• **Enunciado 1**
Recopila cada línea del listado en la que figure la cadena 'single'.

• **Fragmento seleccionado**
%%

Todos los dirigentes, independientemente del sector partidario del que provengan, asumen con plena conciencia que los gobiernos son excesivamente lentos y crónicamente ineficaces a la hora de implementar esas modificaciones profundas que tanto se reclaman desde la ciudadanía.
Se podrá tener opiniones diversas sobre la calidad de los actuales Gobernadores e Intendentes del nordeste argentino. Lo mismo se podría decir de los legisladores, jueces y demás funcionarios. Algunos son mejores y otros peores pero, en principio, todos comparten el genuino deseo de conseguir progresos significativos para cada una de sus comunidades.
Pese al entusiasmo gigante que muestran siempre los más nuevos, esos que recién inician mandatos con natural esperanza, chocan invariablemente con ese aparato estatal atrofiado que les impide cualquier concreción.
Es evidente que se trata de una trama de dimensiones estructurales que es capaz de atravesar, con total contundencia, las diferentes épocas y los matices de los circunstanciales protagonistas de la coyuntura política.
Ha llegado el momento de replantearse este tema con la seriedad que amerita. No se puede aceptar, tan livianamente, que el único camino es el de la resignación y que el “sistema” ganará todas las batallas con facilidad.
A muchos gobernantes solo los obsesiona el poder y no se puede esperar casi nada de ellos pero, seguramente, otros pueden aspirar a compatibilizar esa endémica dinámica con ciertas acciones que beneficien a la gente.

%%

• **Datos de entrada**
%%

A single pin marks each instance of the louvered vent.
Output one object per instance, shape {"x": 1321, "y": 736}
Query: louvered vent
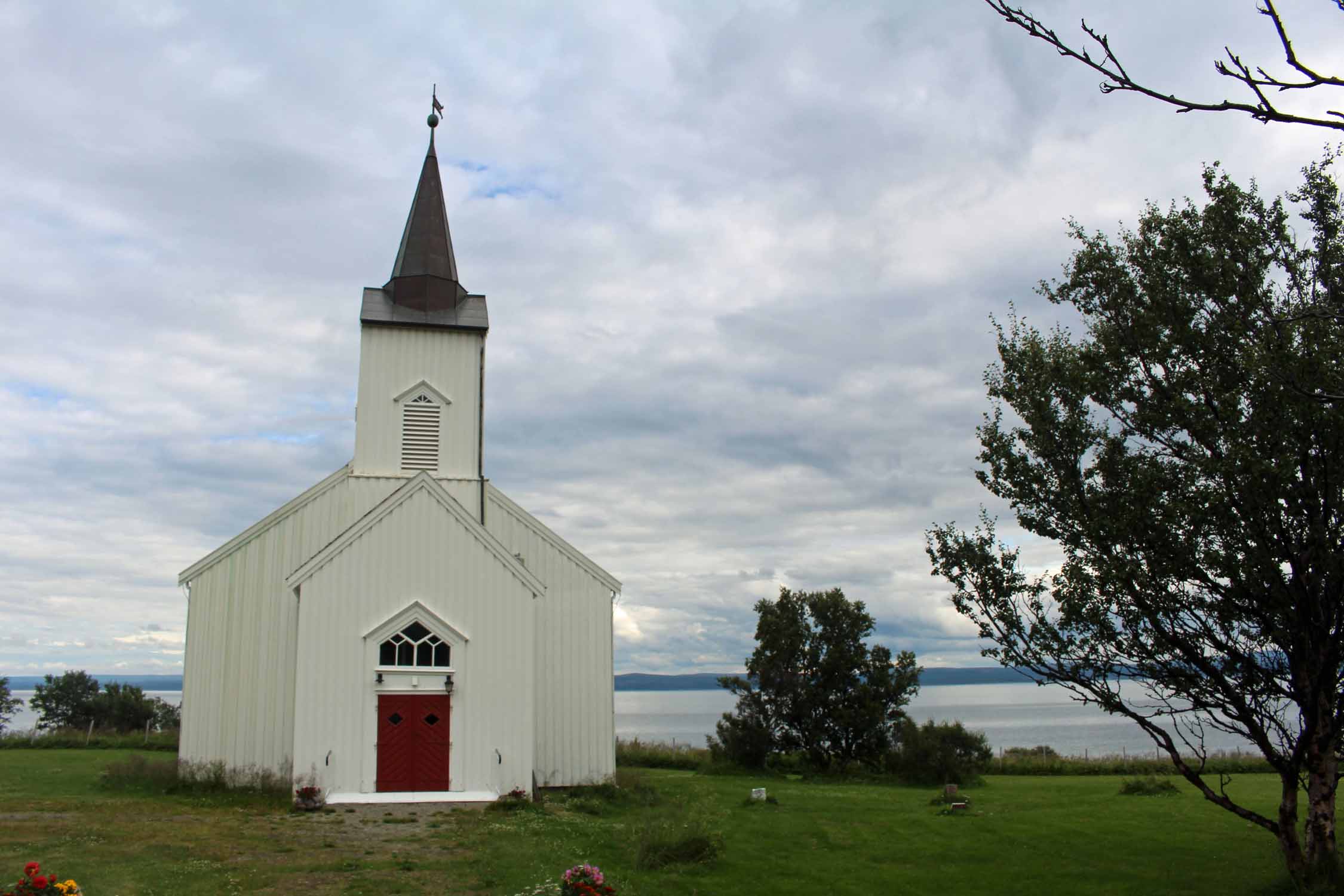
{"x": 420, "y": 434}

%%
%%

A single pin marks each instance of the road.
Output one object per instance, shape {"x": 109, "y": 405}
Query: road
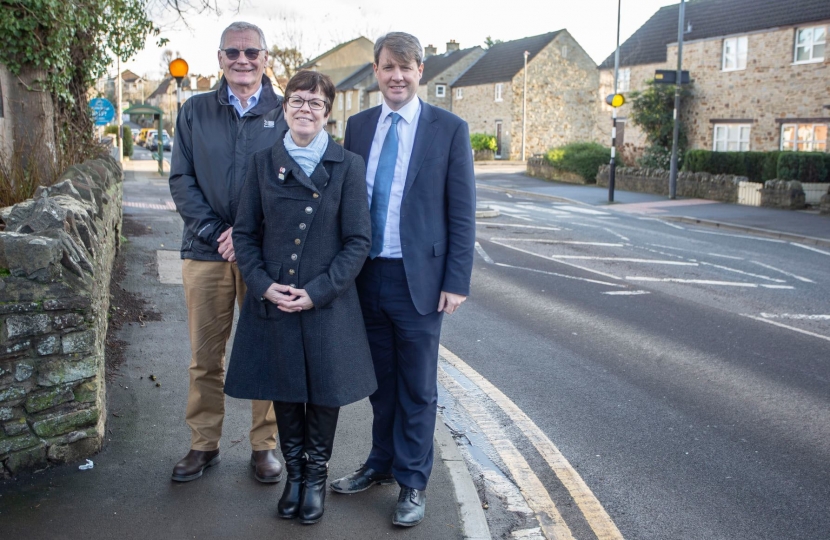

%%
%%

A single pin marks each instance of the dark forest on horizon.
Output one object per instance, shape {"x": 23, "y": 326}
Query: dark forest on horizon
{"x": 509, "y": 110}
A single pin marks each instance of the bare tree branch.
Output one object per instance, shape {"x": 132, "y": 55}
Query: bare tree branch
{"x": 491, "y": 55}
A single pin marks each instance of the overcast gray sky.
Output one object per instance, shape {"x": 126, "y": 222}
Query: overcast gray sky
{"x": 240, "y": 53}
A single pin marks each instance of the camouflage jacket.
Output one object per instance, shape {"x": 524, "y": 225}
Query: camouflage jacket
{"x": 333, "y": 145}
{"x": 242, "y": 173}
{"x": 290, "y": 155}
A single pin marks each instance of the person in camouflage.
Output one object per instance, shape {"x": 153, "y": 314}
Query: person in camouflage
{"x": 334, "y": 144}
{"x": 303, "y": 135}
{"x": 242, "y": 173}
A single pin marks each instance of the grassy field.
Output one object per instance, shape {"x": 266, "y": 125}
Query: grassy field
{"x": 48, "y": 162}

%%

• **Enunciado 2**
Traduce al inglés esta oración del fragmento sobre los gobiernos del nordeste argentino: «No se puede aceptar, tan livianamente, que el único camino es el de la resignación y que el “sistema” ganará todas las batallas con facilidad.»

• **Resultado esperado 1**
A single pin marks each instance of the louvered vent.
A single pin marks each instance of the road.
A single pin marks each instance of the dark forest on horizon.
A single pin marks each instance of the bare tree branch.
A single pin marks each instance of the overcast gray sky.
A single pin marks each instance of the camouflage jacket.
A single pin marks each instance of the person in camouflage.
A single pin marks each instance of the grassy field.

• **Resultado esperado 2**
It cannot be accepted so lightly that the only path is that of resignation and that the “system” will win every battle with ease.